═══ Records

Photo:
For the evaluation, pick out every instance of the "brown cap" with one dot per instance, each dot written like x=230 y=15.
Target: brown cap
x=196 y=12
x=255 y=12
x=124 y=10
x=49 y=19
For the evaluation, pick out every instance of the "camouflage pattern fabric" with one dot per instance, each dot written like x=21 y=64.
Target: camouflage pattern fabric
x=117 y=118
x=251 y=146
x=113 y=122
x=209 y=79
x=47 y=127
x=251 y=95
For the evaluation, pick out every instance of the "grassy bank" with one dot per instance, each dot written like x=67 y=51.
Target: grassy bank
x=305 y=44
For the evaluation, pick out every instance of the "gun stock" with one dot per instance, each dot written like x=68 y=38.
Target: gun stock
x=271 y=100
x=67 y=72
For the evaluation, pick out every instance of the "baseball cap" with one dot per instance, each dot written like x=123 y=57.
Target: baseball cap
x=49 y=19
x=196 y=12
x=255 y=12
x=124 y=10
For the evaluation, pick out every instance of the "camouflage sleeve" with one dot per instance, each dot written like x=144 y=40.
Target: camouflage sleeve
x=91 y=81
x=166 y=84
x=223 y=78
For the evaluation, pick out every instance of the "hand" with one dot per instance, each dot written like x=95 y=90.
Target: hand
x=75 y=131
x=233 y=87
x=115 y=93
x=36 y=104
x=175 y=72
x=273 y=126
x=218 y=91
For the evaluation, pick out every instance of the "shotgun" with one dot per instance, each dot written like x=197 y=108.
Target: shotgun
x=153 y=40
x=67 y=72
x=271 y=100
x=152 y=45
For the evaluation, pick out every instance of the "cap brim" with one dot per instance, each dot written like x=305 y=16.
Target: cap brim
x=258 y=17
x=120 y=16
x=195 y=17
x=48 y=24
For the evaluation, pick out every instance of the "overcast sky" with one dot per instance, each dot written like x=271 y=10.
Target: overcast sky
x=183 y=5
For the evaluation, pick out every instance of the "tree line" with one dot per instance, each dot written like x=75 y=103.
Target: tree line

══════

Aim: Rewrite every line of the records above as a numbered list, leaving out any blank lines.

Written solution:
1. Photo:
2. For the evaluation, pick out every instance of the "brown cap" with one dot per instance, each dot written like x=230 y=15.
3. Target: brown cap
4. x=196 y=12
5. x=255 y=12
6. x=124 y=10
7. x=49 y=19
8. For the evaluation, pick out every instance of the "camouflage pattern fabric" with one dot per instance, each dot written like x=21 y=64.
9. Target: camouflage pattern fabric
10. x=117 y=118
11. x=251 y=146
12. x=113 y=122
13. x=209 y=79
14. x=47 y=127
15. x=251 y=95
16. For the evaluation, pick out every instance of the "grassy bank" with one dot per instance, each dot written like x=67 y=51.
17. Target: grassy bank
18. x=305 y=44
19. For the evaluation, pick out every instance of the "gun stock" with one dot per instance, each dot written like x=68 y=38.
20. Target: gun stock
21. x=271 y=100
22. x=67 y=72
23. For the evaluation, pick out every instance of the "baseball cap" with one dot per instance, each dot written like x=123 y=57.
24. Target: baseball cap
25. x=49 y=19
26. x=196 y=12
27. x=255 y=12
28. x=124 y=10
29. For the evaluation, pick out every instance of the "camouflage sleeve" with one dot per instance, each dot written like x=144 y=40.
30. Target: camouflage sleeve
31. x=91 y=81
32. x=166 y=84
33. x=223 y=78
34. For the evaluation, pick out every instance of the "hand" with one dot per instance, each dot written like x=95 y=90.
35. Target: hand
36. x=75 y=131
37. x=233 y=87
38. x=115 y=93
39. x=36 y=104
40. x=175 y=72
41. x=273 y=126
42. x=218 y=91
43. For the evaluation, pick out every instance of the "shotgun" with one dot per instance, each dot written like x=197 y=108.
44. Target: shotgun
45. x=153 y=40
46. x=67 y=72
47. x=271 y=100
48. x=152 y=45
49. For the evaluation, pick out every instance of the "cap brim" with one dot per instance, each dot written like x=305 y=16.
50. Target: cap brim
51. x=258 y=17
52. x=120 y=16
53. x=195 y=17
54. x=48 y=24
55. For the evaluation, pick out every instance of the "overcast sky" with one dot per instance, each dot written like x=271 y=10.
56. Target: overcast sky
57. x=183 y=5
58. For the evaluation, pick out every instance of the "tree line" with one dot per instance, each dot written like x=75 y=103.
59. Target: tree line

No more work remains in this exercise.